**Problem statement**
Quote word for word the lines starting at the line with "Each instance of the grass" and ending at the final line of the entries. Leave out any pictures.

**Task input**
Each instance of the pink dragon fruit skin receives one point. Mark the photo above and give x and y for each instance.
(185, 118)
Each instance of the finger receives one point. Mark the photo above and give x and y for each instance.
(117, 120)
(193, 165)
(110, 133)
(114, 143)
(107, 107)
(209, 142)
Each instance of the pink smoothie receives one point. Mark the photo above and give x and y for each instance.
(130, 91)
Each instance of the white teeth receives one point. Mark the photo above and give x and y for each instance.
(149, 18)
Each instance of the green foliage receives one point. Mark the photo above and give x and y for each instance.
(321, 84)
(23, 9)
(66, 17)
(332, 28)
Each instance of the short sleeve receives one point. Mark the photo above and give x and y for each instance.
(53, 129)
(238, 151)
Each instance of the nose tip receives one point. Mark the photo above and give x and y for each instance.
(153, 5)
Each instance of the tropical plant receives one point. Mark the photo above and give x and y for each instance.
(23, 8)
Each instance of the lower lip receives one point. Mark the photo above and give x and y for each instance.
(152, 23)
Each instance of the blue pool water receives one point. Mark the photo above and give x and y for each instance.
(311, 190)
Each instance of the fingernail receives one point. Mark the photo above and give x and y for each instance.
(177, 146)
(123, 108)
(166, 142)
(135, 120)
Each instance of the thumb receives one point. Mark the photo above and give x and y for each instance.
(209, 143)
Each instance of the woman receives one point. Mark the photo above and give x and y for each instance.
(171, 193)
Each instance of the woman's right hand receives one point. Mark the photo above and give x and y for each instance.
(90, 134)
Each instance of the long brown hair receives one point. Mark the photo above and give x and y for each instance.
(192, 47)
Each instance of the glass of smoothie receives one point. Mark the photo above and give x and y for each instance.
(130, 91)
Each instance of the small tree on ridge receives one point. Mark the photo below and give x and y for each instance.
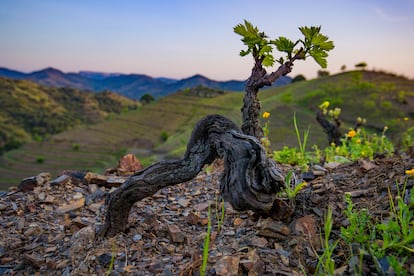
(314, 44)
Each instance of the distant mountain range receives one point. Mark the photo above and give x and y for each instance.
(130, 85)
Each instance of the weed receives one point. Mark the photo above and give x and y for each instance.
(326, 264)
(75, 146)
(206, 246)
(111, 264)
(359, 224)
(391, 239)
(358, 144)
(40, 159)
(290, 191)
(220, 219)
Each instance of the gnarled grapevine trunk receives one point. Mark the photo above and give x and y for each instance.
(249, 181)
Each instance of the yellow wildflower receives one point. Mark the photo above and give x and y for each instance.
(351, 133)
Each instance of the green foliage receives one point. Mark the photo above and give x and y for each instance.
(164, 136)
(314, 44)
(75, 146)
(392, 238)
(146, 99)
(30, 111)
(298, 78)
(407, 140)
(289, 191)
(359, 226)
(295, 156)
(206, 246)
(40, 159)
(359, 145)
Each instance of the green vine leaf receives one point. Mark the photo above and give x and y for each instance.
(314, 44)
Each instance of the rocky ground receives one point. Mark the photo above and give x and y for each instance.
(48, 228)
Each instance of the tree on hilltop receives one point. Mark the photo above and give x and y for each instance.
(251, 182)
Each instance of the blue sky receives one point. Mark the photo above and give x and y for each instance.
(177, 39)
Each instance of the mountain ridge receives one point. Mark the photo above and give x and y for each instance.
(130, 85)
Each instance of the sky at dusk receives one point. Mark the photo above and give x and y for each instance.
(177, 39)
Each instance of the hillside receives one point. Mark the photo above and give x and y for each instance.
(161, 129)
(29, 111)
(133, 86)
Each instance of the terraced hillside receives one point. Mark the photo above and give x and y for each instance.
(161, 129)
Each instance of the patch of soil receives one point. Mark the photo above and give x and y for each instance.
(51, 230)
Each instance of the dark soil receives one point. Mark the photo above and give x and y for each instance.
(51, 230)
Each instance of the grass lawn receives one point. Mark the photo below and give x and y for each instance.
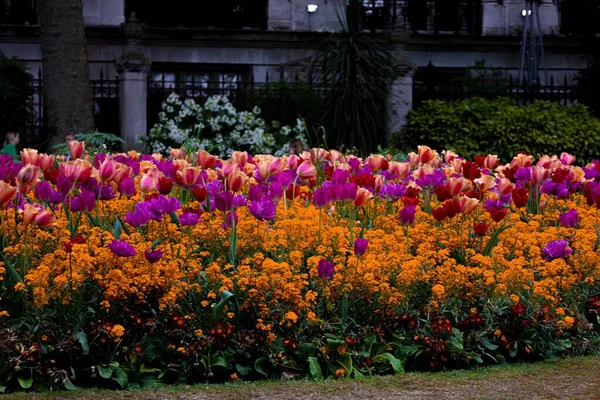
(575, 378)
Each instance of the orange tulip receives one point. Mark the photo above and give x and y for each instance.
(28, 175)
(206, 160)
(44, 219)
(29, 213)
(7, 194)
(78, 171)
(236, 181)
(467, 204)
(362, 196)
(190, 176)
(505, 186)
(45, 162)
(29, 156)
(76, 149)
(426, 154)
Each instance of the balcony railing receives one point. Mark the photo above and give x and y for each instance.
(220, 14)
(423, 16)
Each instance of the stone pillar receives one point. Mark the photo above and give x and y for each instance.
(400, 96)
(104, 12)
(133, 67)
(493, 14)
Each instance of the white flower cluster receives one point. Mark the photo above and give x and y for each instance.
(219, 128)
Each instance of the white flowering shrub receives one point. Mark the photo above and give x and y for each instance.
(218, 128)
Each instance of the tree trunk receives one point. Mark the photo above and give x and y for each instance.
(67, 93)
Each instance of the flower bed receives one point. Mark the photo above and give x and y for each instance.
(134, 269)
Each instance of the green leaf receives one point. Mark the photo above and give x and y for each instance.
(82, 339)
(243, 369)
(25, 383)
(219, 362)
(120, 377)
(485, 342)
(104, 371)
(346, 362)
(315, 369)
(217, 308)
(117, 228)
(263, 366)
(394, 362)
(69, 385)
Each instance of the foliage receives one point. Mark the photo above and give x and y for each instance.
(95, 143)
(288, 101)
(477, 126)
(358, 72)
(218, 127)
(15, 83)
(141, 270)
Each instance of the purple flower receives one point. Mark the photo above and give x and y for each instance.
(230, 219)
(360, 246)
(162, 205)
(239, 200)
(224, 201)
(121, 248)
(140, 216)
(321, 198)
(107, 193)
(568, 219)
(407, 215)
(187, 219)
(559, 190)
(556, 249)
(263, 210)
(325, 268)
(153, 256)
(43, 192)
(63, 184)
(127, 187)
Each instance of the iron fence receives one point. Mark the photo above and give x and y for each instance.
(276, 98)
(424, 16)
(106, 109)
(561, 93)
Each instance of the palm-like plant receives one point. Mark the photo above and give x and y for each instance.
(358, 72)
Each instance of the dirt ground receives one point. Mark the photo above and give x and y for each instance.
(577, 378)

**Solution**
Each instance of the grass lawn receives one point. Mark the photo below and give x and y for each instance.
(575, 378)
Each instance of the orange tulip receives one point. Mark the photo above and give x and y for each instance.
(28, 175)
(206, 160)
(44, 219)
(29, 213)
(7, 194)
(78, 171)
(236, 181)
(467, 204)
(362, 196)
(190, 176)
(505, 186)
(45, 162)
(29, 156)
(76, 149)
(426, 154)
Each instance of the balcony railing receives one point. Mark the photo above and give x and y for each instance.
(220, 14)
(423, 16)
Each instance of the stone pillar receives one point. Mark the photo above and give x and y for each instance.
(400, 96)
(104, 12)
(133, 67)
(493, 14)
Each instance of the white flower cluster receives one point. Mark the photo above and give x and y for each instance.
(219, 128)
Each instance of the white flowering shrub receives one point. Mark the photo above and give x and y for each instance.
(218, 128)
Each instance of the tree trunk receives one point. Mark the photo above and give x and y for each instance.
(67, 93)
Each instance of the flower bed receives one point. Mark the photo above and give x and y for each instance.
(134, 269)
Each instance of the green leaf receives one point. Mark the photo above and give x and y for each instance.
(82, 339)
(243, 369)
(25, 383)
(219, 362)
(120, 377)
(485, 342)
(104, 371)
(346, 362)
(315, 369)
(217, 308)
(117, 228)
(263, 366)
(394, 362)
(69, 385)
Each instance of the foliage receives one point. Mark the photo above and give x and y for each instance.
(95, 143)
(288, 101)
(477, 126)
(358, 72)
(218, 127)
(15, 83)
(141, 270)
Each instance of the purple flower receives one point. Mark the photo above and give x and y for each instance.
(230, 219)
(360, 246)
(162, 205)
(239, 200)
(224, 201)
(121, 248)
(140, 216)
(321, 198)
(107, 193)
(568, 219)
(407, 215)
(187, 219)
(559, 190)
(556, 249)
(263, 210)
(325, 268)
(153, 256)
(43, 192)
(63, 184)
(127, 187)
Each instance of the iron fence receives one point. Mark the photo above and give x and y for each instance.
(276, 98)
(424, 16)
(106, 109)
(561, 93)
Each instance of the palm-like plant receives one point. Mark the photo above and give x and y for each instance.
(358, 72)
Each instance of the dirt ground receives one point. Mark the photo above and give x and y for each instance.
(577, 378)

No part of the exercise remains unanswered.